-- start Supplied data --

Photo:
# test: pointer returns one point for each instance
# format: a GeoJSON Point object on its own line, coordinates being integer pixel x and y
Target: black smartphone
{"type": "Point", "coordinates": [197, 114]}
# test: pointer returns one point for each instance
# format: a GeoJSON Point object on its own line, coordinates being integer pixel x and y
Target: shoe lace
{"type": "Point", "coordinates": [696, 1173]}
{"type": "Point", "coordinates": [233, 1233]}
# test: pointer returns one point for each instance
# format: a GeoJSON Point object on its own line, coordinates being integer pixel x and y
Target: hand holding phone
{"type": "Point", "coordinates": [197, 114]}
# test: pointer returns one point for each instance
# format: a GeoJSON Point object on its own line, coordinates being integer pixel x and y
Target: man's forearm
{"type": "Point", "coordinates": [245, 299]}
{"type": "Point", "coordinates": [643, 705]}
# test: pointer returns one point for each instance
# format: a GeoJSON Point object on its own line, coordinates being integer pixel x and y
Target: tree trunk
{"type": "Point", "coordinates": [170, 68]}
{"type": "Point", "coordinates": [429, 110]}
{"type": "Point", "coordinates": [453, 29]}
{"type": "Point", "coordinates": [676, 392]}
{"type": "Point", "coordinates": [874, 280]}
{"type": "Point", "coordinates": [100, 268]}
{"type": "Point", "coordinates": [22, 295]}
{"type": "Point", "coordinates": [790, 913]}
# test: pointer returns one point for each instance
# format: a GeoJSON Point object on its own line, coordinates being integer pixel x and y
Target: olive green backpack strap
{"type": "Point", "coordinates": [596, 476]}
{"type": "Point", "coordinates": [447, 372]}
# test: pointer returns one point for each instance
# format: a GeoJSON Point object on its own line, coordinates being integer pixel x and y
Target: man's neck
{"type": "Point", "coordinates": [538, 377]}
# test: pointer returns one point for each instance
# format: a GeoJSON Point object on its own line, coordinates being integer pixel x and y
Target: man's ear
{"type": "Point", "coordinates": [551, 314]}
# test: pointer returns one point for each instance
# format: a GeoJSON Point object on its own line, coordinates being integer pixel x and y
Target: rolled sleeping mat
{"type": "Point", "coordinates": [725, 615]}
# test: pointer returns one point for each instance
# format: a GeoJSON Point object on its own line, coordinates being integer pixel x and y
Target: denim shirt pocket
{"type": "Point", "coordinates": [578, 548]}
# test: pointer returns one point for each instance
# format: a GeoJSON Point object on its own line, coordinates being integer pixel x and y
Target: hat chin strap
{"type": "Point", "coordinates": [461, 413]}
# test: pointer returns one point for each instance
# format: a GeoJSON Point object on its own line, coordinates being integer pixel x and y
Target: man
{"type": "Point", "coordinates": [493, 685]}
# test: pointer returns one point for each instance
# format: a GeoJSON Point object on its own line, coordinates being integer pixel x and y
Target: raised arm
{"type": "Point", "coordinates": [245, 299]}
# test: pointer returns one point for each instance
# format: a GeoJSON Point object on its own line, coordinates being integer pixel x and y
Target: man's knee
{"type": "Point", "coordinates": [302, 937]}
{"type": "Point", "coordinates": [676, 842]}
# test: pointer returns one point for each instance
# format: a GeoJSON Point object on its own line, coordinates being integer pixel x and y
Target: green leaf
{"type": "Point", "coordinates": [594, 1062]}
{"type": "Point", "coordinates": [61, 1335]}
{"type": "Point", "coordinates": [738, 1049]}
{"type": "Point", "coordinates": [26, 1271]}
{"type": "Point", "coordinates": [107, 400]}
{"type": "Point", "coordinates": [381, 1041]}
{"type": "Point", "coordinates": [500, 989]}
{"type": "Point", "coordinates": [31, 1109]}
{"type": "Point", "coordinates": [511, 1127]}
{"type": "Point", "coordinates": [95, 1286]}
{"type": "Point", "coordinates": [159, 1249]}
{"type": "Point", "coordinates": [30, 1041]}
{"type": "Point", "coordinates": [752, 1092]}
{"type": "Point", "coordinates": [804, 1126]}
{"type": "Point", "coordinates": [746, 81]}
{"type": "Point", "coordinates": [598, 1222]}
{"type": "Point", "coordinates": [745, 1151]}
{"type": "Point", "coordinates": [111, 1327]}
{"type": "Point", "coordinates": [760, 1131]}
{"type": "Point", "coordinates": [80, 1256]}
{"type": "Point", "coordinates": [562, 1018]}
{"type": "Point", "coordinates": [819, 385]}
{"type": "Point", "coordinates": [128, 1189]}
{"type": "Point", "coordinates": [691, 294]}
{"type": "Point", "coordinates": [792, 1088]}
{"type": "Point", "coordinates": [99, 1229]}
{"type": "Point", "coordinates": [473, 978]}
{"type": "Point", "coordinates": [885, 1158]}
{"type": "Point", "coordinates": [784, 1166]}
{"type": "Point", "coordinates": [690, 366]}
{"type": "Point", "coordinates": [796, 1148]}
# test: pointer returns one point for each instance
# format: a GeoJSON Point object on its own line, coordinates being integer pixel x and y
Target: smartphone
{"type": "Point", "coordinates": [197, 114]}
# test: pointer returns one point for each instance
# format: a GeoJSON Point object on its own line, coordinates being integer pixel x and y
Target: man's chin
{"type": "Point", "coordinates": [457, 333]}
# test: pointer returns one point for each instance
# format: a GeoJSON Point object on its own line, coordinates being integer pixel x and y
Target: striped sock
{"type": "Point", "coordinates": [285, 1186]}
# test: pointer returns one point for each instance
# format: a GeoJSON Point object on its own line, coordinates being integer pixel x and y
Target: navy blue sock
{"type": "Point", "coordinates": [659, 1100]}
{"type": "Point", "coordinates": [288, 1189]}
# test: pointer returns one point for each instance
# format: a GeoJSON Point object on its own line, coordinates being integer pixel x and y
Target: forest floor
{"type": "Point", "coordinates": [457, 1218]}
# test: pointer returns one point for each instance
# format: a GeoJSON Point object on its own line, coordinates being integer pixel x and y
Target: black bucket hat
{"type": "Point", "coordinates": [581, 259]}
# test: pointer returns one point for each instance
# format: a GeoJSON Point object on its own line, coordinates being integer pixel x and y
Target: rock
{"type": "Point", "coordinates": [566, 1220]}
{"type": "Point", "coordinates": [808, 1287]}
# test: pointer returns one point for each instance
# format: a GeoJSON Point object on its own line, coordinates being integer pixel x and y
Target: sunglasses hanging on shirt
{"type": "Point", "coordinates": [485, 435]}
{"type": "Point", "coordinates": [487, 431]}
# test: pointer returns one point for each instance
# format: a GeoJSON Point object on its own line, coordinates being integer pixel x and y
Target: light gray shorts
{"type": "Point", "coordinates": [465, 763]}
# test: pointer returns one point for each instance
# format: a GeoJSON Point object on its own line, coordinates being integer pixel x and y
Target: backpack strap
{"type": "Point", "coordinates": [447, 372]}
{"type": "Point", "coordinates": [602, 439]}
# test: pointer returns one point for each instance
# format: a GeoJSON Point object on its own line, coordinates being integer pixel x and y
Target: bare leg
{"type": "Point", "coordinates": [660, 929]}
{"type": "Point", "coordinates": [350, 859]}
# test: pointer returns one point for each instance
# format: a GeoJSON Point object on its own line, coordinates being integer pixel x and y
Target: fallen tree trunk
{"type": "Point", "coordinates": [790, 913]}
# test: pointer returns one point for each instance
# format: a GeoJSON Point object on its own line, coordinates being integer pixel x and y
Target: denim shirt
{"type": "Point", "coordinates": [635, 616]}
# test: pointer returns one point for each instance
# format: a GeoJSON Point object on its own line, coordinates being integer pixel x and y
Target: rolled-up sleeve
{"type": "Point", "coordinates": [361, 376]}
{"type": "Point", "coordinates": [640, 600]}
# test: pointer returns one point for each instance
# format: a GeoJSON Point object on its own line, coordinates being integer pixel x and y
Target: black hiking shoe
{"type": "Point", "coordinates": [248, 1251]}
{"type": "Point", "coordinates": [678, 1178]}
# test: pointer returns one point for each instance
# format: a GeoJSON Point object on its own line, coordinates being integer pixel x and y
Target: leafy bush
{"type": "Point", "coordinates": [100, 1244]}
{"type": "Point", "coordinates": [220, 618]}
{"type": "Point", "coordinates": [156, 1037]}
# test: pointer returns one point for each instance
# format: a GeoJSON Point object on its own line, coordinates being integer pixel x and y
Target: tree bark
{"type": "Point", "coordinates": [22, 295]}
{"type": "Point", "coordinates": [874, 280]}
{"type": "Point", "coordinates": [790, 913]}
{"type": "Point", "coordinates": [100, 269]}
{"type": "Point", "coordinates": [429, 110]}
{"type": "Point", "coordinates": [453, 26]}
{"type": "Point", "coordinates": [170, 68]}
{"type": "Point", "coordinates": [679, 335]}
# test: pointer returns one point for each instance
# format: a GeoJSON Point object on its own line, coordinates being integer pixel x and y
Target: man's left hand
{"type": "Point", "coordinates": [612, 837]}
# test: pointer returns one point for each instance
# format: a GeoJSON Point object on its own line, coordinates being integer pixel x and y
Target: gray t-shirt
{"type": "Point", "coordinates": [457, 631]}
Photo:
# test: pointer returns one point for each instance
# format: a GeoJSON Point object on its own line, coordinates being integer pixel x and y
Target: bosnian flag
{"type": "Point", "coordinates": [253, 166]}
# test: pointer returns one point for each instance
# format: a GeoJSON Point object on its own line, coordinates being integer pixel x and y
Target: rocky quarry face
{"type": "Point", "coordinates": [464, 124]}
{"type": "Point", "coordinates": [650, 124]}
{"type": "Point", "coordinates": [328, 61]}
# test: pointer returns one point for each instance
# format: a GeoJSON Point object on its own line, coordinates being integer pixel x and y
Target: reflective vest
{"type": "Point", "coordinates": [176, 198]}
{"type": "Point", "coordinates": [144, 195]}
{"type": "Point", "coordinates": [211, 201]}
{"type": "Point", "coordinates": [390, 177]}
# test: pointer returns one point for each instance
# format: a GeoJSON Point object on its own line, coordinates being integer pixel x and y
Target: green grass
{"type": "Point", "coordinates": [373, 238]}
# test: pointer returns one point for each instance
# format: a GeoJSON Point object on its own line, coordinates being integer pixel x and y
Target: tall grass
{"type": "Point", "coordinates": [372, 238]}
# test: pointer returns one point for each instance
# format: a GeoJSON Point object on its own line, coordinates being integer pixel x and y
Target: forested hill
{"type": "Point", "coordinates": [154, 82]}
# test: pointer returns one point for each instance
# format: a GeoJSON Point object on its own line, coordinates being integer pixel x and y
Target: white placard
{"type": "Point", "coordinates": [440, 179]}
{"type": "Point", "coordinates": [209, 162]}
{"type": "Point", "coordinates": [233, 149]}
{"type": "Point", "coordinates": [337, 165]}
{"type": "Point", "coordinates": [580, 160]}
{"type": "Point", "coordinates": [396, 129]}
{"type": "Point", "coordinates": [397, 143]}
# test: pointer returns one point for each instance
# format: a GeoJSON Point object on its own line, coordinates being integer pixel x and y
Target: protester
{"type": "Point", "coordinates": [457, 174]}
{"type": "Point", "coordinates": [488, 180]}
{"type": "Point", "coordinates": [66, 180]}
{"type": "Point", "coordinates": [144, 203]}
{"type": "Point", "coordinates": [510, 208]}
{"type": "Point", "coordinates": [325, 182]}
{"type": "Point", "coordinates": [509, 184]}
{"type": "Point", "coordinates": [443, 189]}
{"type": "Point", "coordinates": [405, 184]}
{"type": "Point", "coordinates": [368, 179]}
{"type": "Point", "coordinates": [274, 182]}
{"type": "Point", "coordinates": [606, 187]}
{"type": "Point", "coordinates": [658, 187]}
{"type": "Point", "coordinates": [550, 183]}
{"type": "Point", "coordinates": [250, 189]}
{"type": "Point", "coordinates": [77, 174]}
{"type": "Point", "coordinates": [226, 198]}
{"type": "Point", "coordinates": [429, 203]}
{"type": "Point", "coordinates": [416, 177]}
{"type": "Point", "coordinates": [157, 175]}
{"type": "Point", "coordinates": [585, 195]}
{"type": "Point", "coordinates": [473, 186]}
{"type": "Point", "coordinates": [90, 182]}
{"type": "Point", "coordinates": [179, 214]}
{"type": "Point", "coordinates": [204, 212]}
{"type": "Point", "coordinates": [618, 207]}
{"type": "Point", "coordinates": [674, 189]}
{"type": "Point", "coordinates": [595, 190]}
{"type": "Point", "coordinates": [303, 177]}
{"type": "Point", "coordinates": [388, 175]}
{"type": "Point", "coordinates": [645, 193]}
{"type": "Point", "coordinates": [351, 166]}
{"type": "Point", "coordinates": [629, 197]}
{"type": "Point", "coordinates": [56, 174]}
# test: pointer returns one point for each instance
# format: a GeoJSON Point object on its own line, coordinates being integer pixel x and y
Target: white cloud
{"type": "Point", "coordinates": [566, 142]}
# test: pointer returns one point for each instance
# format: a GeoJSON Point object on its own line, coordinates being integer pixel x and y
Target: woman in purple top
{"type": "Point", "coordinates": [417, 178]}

-- end Supplied data --

Which lines in the entries above contain the word "denim"? Copy each of them.

Target: denim shirt pocket
Target: denim shirt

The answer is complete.